Task prompt
No pictures should appear in the copy; otherwise retype the entries exactly.

Available data
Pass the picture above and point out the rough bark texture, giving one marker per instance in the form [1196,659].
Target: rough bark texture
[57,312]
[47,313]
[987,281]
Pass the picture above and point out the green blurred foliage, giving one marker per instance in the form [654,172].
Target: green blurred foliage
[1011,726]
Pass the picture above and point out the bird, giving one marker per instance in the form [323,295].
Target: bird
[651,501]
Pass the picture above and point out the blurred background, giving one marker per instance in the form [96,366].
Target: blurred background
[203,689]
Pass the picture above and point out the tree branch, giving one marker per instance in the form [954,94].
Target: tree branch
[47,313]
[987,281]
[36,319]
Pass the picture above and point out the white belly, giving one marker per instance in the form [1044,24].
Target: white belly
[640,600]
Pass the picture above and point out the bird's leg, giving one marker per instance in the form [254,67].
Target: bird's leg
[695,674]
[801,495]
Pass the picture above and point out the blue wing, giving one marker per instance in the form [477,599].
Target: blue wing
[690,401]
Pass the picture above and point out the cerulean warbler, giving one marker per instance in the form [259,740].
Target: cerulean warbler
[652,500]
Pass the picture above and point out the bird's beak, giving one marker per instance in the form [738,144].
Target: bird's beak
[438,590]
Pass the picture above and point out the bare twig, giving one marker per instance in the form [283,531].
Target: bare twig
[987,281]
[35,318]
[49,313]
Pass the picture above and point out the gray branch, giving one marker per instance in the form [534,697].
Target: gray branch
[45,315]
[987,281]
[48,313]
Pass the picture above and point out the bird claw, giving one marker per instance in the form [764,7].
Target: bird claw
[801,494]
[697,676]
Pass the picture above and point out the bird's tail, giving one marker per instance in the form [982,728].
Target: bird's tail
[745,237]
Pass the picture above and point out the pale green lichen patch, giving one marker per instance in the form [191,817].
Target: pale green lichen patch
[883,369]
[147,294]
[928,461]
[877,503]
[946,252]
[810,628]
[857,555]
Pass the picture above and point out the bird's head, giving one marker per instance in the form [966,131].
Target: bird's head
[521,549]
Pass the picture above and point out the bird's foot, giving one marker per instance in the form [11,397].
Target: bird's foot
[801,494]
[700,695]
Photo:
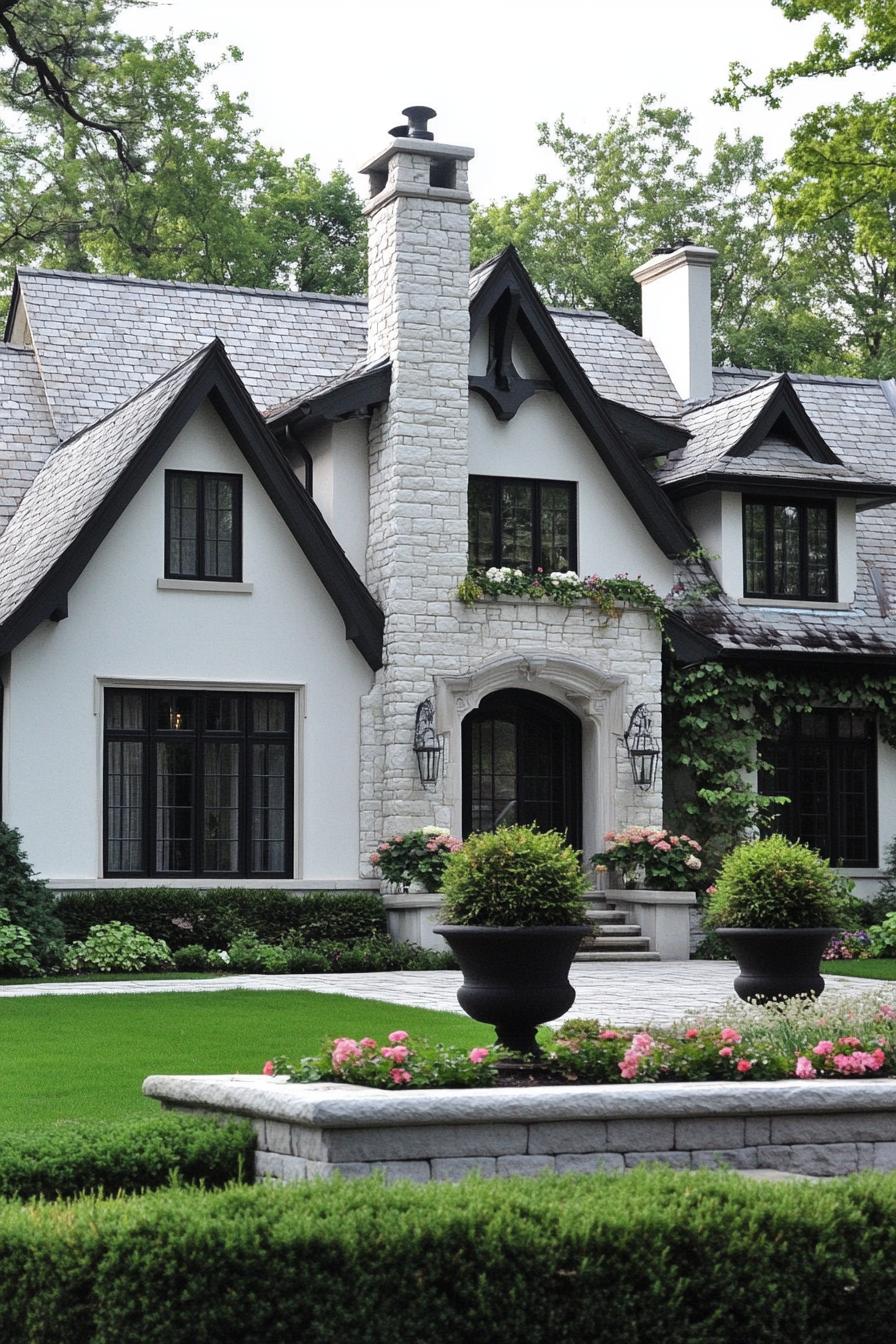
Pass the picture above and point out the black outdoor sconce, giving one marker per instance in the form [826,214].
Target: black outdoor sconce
[427,745]
[642,747]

Response box
Pass the picture above and point out the rough bark texture, giving one marker per instance in the form [1196,659].
Target: rough bark texture
[57,312]
[47,313]
[987,281]
Pass the picture above and point out the green blurred foliage, giving one marker per instance in the form [654,172].
Target: green blurred foliage
[1011,726]
Pass the picture above and point out the bird, giving one marker per instance in the form [323,295].
Target: bird
[651,501]
Pass the picture above and point out the blurred background, giving one marker per instance in the form [96,366].
Target: blurred background
[203,689]
Pass the picture above and point out the tree branch, giving one marker per instance in the form [954,94].
Target: tree branch
[47,313]
[987,281]
[36,319]
Pass the picture above and point out the white belly, giving one marker per instance in the form [1044,24].
Target: white belly
[640,600]
Pass the picture above and point out the bird's leg, giving one marker per instance in the form [254,67].
Target: bird's leg
[695,674]
[801,495]
Pass the picture above and point out the blue wing, giving one marker per instance in the form [477,599].
Target: blue wing
[690,401]
Pass the picture above and point out the cerulean warbler, giving one marker per instance in the form [259,740].
Target: cerulean warbler
[652,500]
Pass the picture above and point out the bird's beak, giving one marker per instance in the form [738,144].
Target: bird's beak
[438,590]
Pass the picture above and point out the bare twig, giving one marker per instance in the form [283,531].
Target: bare twig
[987,281]
[35,318]
[49,313]
Pass the picture above and point out the gray branch, giving one marker per instance in the form [534,697].
Target: gray branch
[45,315]
[987,281]
[48,313]
Pass the picture above and point out the bird claw, giving one marker per instance in the form [764,7].
Target: bird claw
[801,494]
[697,676]
Pass the picture above and point out the bird's tail, giving one marker per instance in the form [982,728].
Target: bird's tail
[745,237]
Pass the picture above and point out the pale green lichen patch, giving one marker per instance in the form [191,817].
Target: pale green lichen patch
[883,369]
[147,294]
[928,461]
[877,503]
[946,252]
[810,628]
[857,555]
Pass the picture above and point out the bird's head, giving one marker per instance in the form [966,131].
Target: bird's head
[521,549]
Pass the picture above and point out the bird's foot, giving one marker per instance in the form [11,397].
Target: bird's foot
[801,494]
[700,695]
Photo:
Pass the picture above and point out the black outdoor sconce, giving one marker per instance in the form [826,214].
Target: black outdoor sconce
[427,745]
[642,747]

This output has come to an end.